## 課題一覧
• 1. 読書エッセイで、筆者はどんなアルバイトをしているか答えよ。
• 2. 読書エッセイのうち、"キットカッ〇が一番売れる頃"という語句を含む箇所から始め、"たらしいったらありゃしない!"という語句で終わるまでを一字一句そのまま引用せよ。
• 3. 読書エッセイを、最後の文の後から書き継げ。

## 本文
キットカッ〇が一番売れる頃

塾講師のアルバイトをしている私にとっては、今が佳境の時期である。生徒たちの中には見ていて吸い込まれてしまうような集中力で勉強する姿もあり、つられて私も頑張らなくてはと身が引き締まる思いになる。教えているだけだが、私も脳が疲れたので、『
アンと青春』(坂木司/光文社文庫)で糖分補給をしようー! 案の上、活字だけで糖分補給をするという作戦はすぐさま失敗に終わった。色鮮やかで繊細で美味しそうな和菓子たち。こんな描写が続いては、甘いものを食べたくならないわけがない。今日はこのバイトが終わったら、和菓子に抹茶を飲むと決めて午後の授業も頑張ろう。
絶賛! 悪魔の粉飛散中の頃

へっぶしょっっいいい、、、
誰もいないところでするくしゃみの音ってこんな感じじゃないだろうかと思う。くしゃみというのは何回連続でできるのだろうか。と馬鹿げたことを真剣に考えながらで、『
ブレイズメス 1990』(海堂尊/講談社文庫)を読み始めた。花粉という悪魔の粉が飛散し、頭がぼーっとする中で読んでいるからか、進まない。誤解を招くといけないので、言っておくが、内容がつまらないとか、そういうことでは決してない。天才的な腕を持つ医者が診る患者をカジノで決める。そんなことは許されるのか、読んでいると夢中になっているが、いつのまにか睡魔に襲われ、翌朝続きを開いてみると、そのページを読んだ記憶がないのだ。悪魔の粉は私の読書の時間までも奪ってしまうと思うと憎たらしいったらありゃしない!

## 提示項目

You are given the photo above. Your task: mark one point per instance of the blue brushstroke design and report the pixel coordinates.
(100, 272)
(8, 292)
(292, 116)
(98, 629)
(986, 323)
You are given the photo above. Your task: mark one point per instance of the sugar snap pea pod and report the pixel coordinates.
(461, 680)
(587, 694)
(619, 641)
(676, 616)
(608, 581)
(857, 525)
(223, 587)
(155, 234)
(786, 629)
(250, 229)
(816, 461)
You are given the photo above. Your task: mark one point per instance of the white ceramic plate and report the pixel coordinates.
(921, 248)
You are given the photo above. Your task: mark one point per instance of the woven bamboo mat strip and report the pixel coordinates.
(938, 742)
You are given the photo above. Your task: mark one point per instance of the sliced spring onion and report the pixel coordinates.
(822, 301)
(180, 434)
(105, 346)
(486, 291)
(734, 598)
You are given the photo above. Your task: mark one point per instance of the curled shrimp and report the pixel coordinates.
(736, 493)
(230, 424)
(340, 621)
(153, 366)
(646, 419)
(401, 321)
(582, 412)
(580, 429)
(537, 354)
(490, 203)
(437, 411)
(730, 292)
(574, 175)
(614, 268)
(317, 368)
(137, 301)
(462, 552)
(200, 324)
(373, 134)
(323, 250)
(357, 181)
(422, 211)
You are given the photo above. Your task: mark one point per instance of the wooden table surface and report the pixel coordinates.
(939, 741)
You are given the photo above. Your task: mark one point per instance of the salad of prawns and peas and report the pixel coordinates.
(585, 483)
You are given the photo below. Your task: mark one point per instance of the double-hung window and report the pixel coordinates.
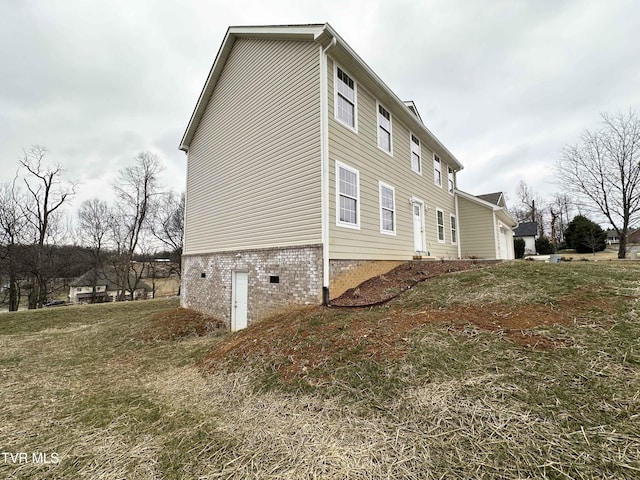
(416, 154)
(384, 129)
(437, 170)
(454, 229)
(345, 98)
(348, 193)
(451, 179)
(387, 208)
(440, 218)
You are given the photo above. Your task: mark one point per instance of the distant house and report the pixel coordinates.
(528, 231)
(106, 290)
(612, 237)
(486, 226)
(306, 175)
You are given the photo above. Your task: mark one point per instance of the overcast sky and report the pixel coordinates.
(503, 84)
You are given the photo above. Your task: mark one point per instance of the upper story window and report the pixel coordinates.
(440, 217)
(451, 177)
(384, 129)
(345, 108)
(454, 229)
(387, 209)
(437, 170)
(348, 193)
(416, 155)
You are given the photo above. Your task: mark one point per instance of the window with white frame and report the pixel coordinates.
(454, 230)
(387, 208)
(416, 155)
(440, 218)
(345, 98)
(437, 170)
(384, 129)
(348, 192)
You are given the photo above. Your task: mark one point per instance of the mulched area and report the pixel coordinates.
(383, 288)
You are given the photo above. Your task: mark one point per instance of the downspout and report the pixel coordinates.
(455, 201)
(324, 154)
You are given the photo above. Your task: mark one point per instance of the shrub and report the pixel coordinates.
(584, 235)
(544, 246)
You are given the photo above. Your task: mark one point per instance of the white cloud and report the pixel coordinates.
(503, 84)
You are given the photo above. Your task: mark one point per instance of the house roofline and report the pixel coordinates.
(323, 34)
(484, 203)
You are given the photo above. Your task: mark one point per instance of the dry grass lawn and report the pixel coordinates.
(439, 383)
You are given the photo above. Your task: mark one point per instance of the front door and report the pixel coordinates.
(240, 291)
(418, 226)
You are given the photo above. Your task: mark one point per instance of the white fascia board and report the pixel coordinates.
(408, 116)
(281, 32)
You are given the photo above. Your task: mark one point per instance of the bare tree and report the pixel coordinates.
(561, 208)
(93, 224)
(12, 225)
(45, 196)
(168, 224)
(602, 170)
(531, 207)
(136, 189)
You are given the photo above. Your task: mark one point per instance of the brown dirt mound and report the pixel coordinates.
(383, 288)
(180, 323)
(315, 338)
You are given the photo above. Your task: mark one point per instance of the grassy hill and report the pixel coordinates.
(521, 370)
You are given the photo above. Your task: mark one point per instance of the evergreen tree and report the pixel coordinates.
(584, 235)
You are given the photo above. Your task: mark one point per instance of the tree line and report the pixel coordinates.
(35, 231)
(600, 179)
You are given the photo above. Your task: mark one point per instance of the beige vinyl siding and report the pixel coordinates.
(477, 236)
(360, 151)
(254, 171)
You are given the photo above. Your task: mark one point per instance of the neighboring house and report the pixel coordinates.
(306, 175)
(486, 226)
(528, 231)
(81, 289)
(633, 236)
(612, 237)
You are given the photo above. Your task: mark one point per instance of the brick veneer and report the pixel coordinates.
(207, 279)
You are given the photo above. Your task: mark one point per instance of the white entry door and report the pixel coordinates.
(418, 226)
(239, 294)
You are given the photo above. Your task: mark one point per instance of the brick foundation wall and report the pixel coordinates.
(346, 274)
(207, 280)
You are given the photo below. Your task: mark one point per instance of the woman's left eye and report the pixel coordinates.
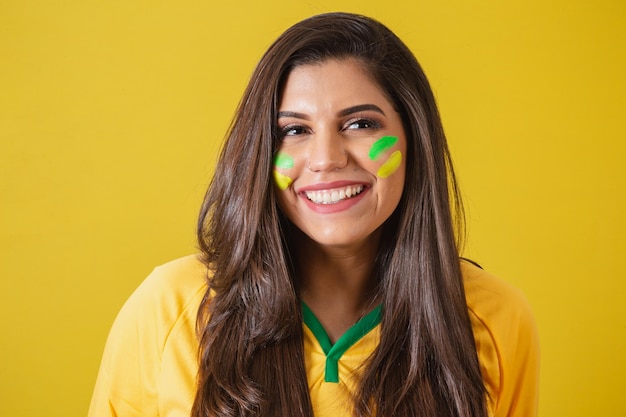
(362, 124)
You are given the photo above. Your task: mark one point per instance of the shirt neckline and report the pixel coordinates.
(334, 352)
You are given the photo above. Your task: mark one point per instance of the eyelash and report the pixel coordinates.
(371, 124)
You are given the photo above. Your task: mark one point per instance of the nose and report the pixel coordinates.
(327, 152)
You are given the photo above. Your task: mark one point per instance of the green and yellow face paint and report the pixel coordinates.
(282, 161)
(379, 148)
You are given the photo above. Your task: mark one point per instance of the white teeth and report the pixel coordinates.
(333, 196)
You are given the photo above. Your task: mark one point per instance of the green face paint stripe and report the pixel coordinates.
(391, 165)
(283, 161)
(381, 145)
(282, 181)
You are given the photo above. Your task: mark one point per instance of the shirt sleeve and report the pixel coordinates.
(507, 344)
(149, 363)
(128, 375)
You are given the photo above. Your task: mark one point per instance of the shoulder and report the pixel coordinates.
(166, 292)
(491, 299)
(506, 339)
(149, 361)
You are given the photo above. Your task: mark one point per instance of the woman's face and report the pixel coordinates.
(339, 170)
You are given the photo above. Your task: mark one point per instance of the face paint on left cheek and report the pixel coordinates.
(392, 163)
(282, 161)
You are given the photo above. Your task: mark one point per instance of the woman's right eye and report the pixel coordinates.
(292, 130)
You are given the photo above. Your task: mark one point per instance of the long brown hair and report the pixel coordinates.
(250, 323)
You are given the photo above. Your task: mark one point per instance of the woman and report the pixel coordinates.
(330, 282)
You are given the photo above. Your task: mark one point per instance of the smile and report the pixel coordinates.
(333, 196)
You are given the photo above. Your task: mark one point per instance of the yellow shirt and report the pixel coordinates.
(149, 364)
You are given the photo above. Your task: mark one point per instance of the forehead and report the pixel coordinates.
(333, 80)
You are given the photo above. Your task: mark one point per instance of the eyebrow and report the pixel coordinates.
(342, 113)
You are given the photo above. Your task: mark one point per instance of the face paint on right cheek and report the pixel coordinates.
(282, 181)
(282, 161)
(391, 165)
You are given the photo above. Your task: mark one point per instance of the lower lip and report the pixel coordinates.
(343, 205)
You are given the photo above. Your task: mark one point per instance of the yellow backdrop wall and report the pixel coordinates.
(111, 114)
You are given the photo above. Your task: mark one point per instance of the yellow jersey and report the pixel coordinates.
(149, 365)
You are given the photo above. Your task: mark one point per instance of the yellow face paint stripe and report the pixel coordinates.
(282, 181)
(391, 165)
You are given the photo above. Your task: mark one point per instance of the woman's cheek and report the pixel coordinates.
(282, 163)
(379, 151)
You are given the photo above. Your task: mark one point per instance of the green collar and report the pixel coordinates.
(345, 342)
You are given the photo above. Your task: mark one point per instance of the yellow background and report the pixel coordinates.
(111, 113)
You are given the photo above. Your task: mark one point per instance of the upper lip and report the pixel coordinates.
(330, 185)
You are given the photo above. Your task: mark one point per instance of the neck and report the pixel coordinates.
(337, 283)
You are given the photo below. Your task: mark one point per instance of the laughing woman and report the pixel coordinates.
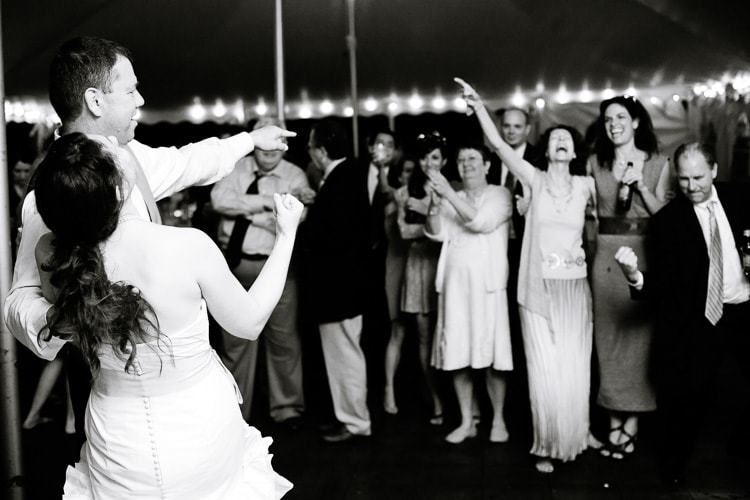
(553, 293)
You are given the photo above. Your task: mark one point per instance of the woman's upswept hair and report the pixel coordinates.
(644, 136)
(578, 164)
(77, 188)
(426, 143)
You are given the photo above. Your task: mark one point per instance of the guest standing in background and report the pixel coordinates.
(553, 291)
(247, 232)
(336, 243)
(418, 295)
(697, 284)
(395, 260)
(626, 152)
(472, 328)
(515, 127)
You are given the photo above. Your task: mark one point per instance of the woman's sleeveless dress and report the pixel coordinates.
(171, 429)
(623, 328)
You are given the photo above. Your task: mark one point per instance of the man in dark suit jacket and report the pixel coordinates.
(336, 240)
(697, 284)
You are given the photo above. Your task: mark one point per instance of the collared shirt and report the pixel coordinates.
(736, 287)
(329, 169)
(229, 197)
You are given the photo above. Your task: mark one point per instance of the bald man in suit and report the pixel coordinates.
(701, 294)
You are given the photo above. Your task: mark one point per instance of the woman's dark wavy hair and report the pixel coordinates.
(645, 137)
(578, 164)
(77, 188)
(426, 144)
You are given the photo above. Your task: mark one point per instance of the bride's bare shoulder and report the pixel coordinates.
(190, 240)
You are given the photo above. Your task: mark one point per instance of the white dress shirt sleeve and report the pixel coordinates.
(25, 309)
(170, 170)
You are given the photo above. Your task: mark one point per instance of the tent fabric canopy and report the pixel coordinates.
(224, 48)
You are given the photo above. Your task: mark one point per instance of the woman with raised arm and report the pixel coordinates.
(162, 420)
(553, 293)
(626, 161)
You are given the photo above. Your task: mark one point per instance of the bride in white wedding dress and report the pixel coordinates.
(162, 419)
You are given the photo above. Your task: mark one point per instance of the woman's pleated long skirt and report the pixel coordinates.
(558, 357)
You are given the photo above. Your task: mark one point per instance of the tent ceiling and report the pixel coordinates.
(224, 48)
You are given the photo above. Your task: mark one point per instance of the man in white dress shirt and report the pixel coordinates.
(94, 90)
(247, 233)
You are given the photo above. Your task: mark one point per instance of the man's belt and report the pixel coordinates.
(254, 256)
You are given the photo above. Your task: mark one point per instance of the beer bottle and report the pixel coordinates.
(625, 193)
(745, 252)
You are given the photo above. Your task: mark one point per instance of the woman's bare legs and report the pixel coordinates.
(496, 391)
(47, 380)
(425, 352)
(464, 386)
(623, 430)
(392, 358)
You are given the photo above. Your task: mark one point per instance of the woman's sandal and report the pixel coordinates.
(608, 448)
(626, 448)
(619, 451)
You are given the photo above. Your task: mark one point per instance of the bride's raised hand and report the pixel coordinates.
(288, 211)
(468, 94)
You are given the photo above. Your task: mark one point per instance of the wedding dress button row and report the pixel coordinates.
(554, 261)
(154, 451)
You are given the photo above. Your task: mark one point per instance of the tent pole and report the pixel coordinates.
(279, 52)
(11, 435)
(351, 42)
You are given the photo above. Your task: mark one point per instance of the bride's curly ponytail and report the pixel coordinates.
(77, 189)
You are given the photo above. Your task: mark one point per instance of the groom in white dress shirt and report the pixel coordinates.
(94, 90)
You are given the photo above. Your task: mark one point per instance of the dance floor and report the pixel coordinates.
(406, 457)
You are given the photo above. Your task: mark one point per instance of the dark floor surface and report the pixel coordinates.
(406, 458)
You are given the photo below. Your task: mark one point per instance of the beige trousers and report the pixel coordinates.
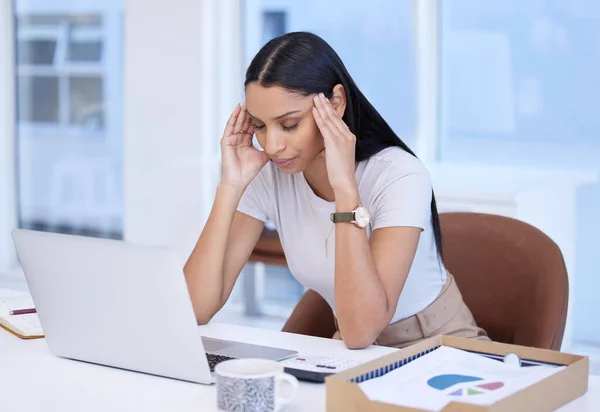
(447, 315)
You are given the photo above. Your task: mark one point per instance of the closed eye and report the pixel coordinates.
(291, 128)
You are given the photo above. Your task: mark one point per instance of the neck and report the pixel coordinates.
(316, 176)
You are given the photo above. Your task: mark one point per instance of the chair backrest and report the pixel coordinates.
(511, 275)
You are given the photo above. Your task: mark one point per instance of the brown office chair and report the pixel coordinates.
(511, 275)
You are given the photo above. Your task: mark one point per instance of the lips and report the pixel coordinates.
(284, 162)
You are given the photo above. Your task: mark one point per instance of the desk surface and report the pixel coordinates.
(32, 379)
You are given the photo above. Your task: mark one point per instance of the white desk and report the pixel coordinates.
(31, 379)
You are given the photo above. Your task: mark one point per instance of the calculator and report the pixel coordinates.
(313, 368)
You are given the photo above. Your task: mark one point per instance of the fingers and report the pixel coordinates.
(331, 119)
(232, 119)
(321, 124)
(241, 119)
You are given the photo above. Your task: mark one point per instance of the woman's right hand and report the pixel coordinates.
(241, 161)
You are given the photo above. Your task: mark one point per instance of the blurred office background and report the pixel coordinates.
(111, 113)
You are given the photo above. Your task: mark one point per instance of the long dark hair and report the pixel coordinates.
(304, 63)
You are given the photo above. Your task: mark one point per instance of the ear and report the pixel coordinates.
(338, 99)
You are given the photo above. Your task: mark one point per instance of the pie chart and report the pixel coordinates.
(465, 385)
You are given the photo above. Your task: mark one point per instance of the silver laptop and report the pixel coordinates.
(123, 305)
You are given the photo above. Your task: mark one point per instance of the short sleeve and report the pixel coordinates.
(402, 200)
(255, 200)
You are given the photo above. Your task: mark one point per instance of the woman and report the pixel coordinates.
(352, 204)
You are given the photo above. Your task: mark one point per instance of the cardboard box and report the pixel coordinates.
(546, 395)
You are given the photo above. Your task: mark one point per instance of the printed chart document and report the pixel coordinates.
(448, 374)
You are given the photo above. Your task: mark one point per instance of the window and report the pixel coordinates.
(520, 82)
(68, 122)
(520, 72)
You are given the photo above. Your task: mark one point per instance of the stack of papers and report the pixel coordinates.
(448, 374)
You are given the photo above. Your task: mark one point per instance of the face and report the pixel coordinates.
(284, 126)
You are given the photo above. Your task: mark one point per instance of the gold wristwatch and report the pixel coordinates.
(359, 216)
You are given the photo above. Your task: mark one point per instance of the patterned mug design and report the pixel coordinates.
(246, 395)
(252, 385)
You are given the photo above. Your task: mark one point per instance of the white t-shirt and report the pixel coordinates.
(395, 188)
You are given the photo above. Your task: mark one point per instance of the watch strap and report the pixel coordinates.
(339, 217)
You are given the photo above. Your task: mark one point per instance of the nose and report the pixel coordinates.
(275, 144)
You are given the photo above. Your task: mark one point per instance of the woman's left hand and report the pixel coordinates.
(340, 145)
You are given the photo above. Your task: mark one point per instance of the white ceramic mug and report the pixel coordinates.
(253, 385)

## 解答一覧
• 1. 塾講師のアルバイト。

• 2.
キットカッ〇が一番売れる頃

塾講師のアルバイトをしている私にとっては、今が佳境の時期である。生徒たちの中には見ていて吸い込まれてしまうような集中力で勉強する姿もあり、つられて私も頑張らなくてはと身が引き締まる思いになる。教えているだけだが、私も脳が疲れたので、『
アンと青春』(坂木司/光文社文庫)で糖分補給をしようー! 案の上、活字だけで糖分補給をするという作戦はすぐさま失敗に終わった。色鮮やかで繊細で美味しそうな和菓子たち。こんな描写が続いては、甘いものを食べたくならないわけがない。今日はこのバイトが終わったら、和菓子に抹茶を飲むと決めて午後の授業も頑張ろう。
絶賛! 悪魔の粉飛散中の頃

へっぶしょっっいいい、、、
誰もいないところでするくしゃみの音ってこんな感じじゃないだろうかと思う。くしゃみというのは何回連続でできるのだろうか。と馬鹿げたことを真剣に考えながらで、『
ブレイズメス 1990』(海堂尊/講談社文庫)を読み始めた。花粉という悪魔の粉が飛散し、頭がぼーっとする中で読んでいるからか、進まない。誤解を招くといけないので、言っておくが、内容がつまらないとか、そういうことでは決してない。天才的な腕を持つ医者が診る患者をカジノで決める。そんなことは許されるのか、読んでいると夢中になっているが、いつのまにか睡魔に襲われ、翌朝続きを開いてみると、そのページを読んだ記憶がないのだ。悪魔の粉は私の読書の時間までも奪ってしまうと思うと憎たらしいったらありゃしない!

• 3.
残りの東京生活のカウントダウンが始まった頃

引っ越し。それは友人から聞くより遥かに大変な作業だった。終わらない。部屋を片付けているはずだが、なぜか部屋が散らかる。ダンボールに詰めて、いらないものをゴミ置場に捨ての繰り返し。果てしない……。4年で気がついたら多くのものが溜まってた。いる、いらない、幾度となく、繰り返すと気がついたら、足の踏場が無くなっていた。一息つこうと思い、『
つむじ風食堂の夜』(吉田篤弘/ちくま文庫)のページをめくる。本の世界はどうやらゆっくりと時が流れているようだ。心地よい。気がついたら、次のページがめくれない……そう。読み終わってしまったのだ。よし、またダンボールに物を詰めよう。